BUT DE LA TÂCHE: Recopiez le passage du texte sur Eigenji en commençant par "Le pas rythmé" et en allant jusqu'à "des voyageurs anonymes.", mais remplacez "camion" par "tracteur".

Eigenji, chemins d'automneEigenji, chemins d'automne
Écrit par Wotan Jhelil
Publié le 1 mai 2021, mis à jour le 4 mai 2021

Il pleut encore et tout me paraît gris et morne autour de moi. La route, le ciel, la brume des champs, tout m’incite à rester me reposer et croiser les doigts dans l’espoir que ça passe. Si le soleil et la brise ont le pouvoir de donner une force insoupçonnée aux marcheurs, la pluie agit inversement. Il y a quelque chose de fatigant à être mouillé sans pouvoir sécher. Vers 10 heures 30, je pars en direction du sud, sur la 307.

En chemin, je remarque rapidement que je remonte une partie du trajet effectué avant-hier. J’aurais dû écouter Isao. Mon entêtement m’aura coûté deux jours et beaucoup d’efforts, mais il m’aura apporté la découverte de cette petite ville inconnue du monde. Il est parfois préférable de se perdre si l’on veut vraiment découvrir un territoire, mais cette pensée ne me viendra que plus tard, le temps de prendre du recul, d’apprécier l’expérience. La pluie s’arrête, mais au loin, dans les montagnes, les nuages dansent toujours.

photo de paysage japonais

 

NON-LIEU DE PASSAGE

Le pas rythmé par la succession des outils et breloques abandonnés sur la route, je relève la grande différence entre la ville impeccablement tenue et la route qui n’est qu’un lieu de passage. Personne ne regarde la route, tout le monde va trop vite. Si l’on aperçoit le paysage en toile de fond, la route en elle-même n’est pas un espace de contemplation. Les règles que l’on retrouve en ville s’affaiblissent à chaque passage de camion, pour finalement ne laisser que les traces difficiles à remonter des voyageurs anonymes.

Bien que la plupart n’y voient qu’un non-lieu, la route présente pourtant une déclinaison de formes et de couleurs visibles nulle part ailleurs. Les tractopelles et autres engins de chantiers mordant la pierre, les terrains vagues utilisés comme parkings de fortune par les travailleurs, les tétraèdres bétonnés protégeant des poteaux électriques couverts de câbles, les usines de tôles bleues ou roses, les champs de panneaux photovoltaïques derrière de longs grillages blancs… Tant d’éléments invisibles, ou du moins peu valorisés, et pourtant tous essentiels à la création d’espaces de vie comme on les conçoit actuellement. Des régisseurs et des techniciens dans l’ombre, mais indispensables pour laisser le monde urbain déployer son jeu sans accroc.

Le mauvais temps se lève tandis que je replonge dans la périphérie d’Higashiômi. Je m’arrête quelques instants pour observer un champ de tournesols particulièrement choyé, autour duquel les visiteurs affluent en un rythme régulier pour conserver une image de cette tache joyeuse et chaude au milieu de l’étendue peu colorée des champs et des serres.

DONNÉES:
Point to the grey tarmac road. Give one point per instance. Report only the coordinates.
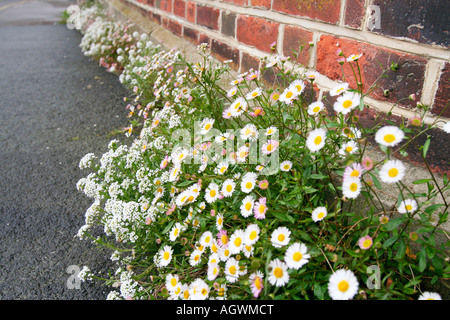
(56, 105)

SOLUTION PROPOSÉE:
Le pas rythmé par la succession des outils et breloques abandonnés sur la route, je relève la grande différence entre la ville impeccablement tenue et la route qui n’est qu’un lieu de passage. Personne ne regarde la route, tout le monde va trop vite. Si l’on aperçoit le paysage en toile de fond, la route en elle-même n’est pas un espace de contemplation. Les règles que l’on retrouve en ville s’affaiblissent à chaque passage de tracteur, pour finalement ne laisser que les traces difficiles à remonter des voyageurs anonymes.